• _Dataset records_:
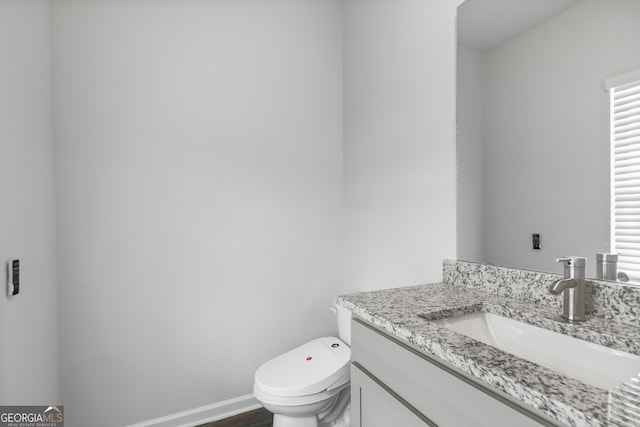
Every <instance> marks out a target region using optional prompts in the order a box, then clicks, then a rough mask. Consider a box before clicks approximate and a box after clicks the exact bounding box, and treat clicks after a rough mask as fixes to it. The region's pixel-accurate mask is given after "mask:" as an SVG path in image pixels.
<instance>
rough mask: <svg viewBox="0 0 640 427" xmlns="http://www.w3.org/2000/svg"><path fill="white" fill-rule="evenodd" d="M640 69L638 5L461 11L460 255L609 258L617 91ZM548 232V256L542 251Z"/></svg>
mask: <svg viewBox="0 0 640 427" xmlns="http://www.w3.org/2000/svg"><path fill="white" fill-rule="evenodd" d="M638 67H640V0H517V1H516V0H467V1H466V2H465V3H463V4H462V5H461V6H460V7H459V8H458V95H457V97H458V99H457V109H458V111H457V117H458V119H457V125H458V148H457V150H458V153H457V156H458V237H457V240H458V242H457V243H458V245H457V247H458V254H457V257H458V259H461V260H468V261H477V262H485V263H491V264H496V265H502V266H507V267H515V268H522V269H531V270H539V271H548V272H554V273H562V267H561V265H560V264H558V263H556V262H555V259H556V258H559V257H561V256H566V255H575V256H584V257H586V258H587V260H588V268H587V275H588V276H589V277H595V265H596V258H595V254H596V253H597V252H609V251H610V245H609V217H610V200H609V162H610V160H609V110H608V109H609V94H608V92H607V91H606V90H605V89H604V80H605V79H606V78H608V77H610V76H613V75H616V74H619V73H621V72H624V71H627V70H630V69H633V68H638ZM533 235H539V243H540V249H533V240H534V237H533Z"/></svg>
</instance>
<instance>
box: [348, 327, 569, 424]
mask: <svg viewBox="0 0 640 427" xmlns="http://www.w3.org/2000/svg"><path fill="white" fill-rule="evenodd" d="M351 356H352V366H351V411H352V426H353V427H383V426H384V427H388V426H393V425H396V426H403V427H413V426H420V427H423V426H440V427H463V426H474V427H482V426H486V427H499V426H505V427H506V426H509V427H512V426H518V427H527V426H540V425H547V426H558V425H561V424H558V423H557V422H554V421H553V420H551V419H549V418H548V417H546V416H545V415H543V414H540V413H538V412H534V410H533V409H529V408H526V407H523V406H521V404H519V403H517V402H514V401H512V400H511V399H509V398H508V397H506V396H505V395H503V394H502V393H500V392H498V391H496V390H494V389H491V388H488V387H487V386H486V385H483V384H479V383H478V380H476V379H472V378H470V377H469V376H468V375H466V374H464V373H462V372H461V371H459V370H457V369H455V368H453V367H452V366H450V365H448V364H444V363H442V362H440V361H438V360H436V359H434V358H432V357H430V356H428V355H426V354H424V353H422V352H420V351H418V350H416V349H414V348H412V347H411V346H409V345H407V344H406V343H404V342H402V341H400V340H399V339H397V338H395V337H393V336H391V335H388V334H387V333H385V332H383V331H381V330H379V329H377V328H376V327H374V326H372V325H370V324H368V323H366V322H364V321H362V320H360V319H353V320H352V328H351Z"/></svg>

• _Task brief_:
Put the lines of the listing into a numbered list, from the start of the listing through the line containing "rough mask: <svg", both ends included. Omit blank lines and pictures.

• _Task output_:
1. Every <instance> marks out a target region using optional prompts in the order a box, then clicks, then a rough mask. Consider a box before clicks approximate and a box after clicks the exact bounding box, and treat clicks after a rough mask as fixes to it. The region's pixel-accurate mask is given after "mask:" as an SVG path in image pixels.
2. <instance>
3. rough mask: <svg viewBox="0 0 640 427" xmlns="http://www.w3.org/2000/svg"><path fill="white" fill-rule="evenodd" d="M640 69L638 5L461 11L460 255L609 258L617 91ZM548 232V256L542 251Z"/></svg>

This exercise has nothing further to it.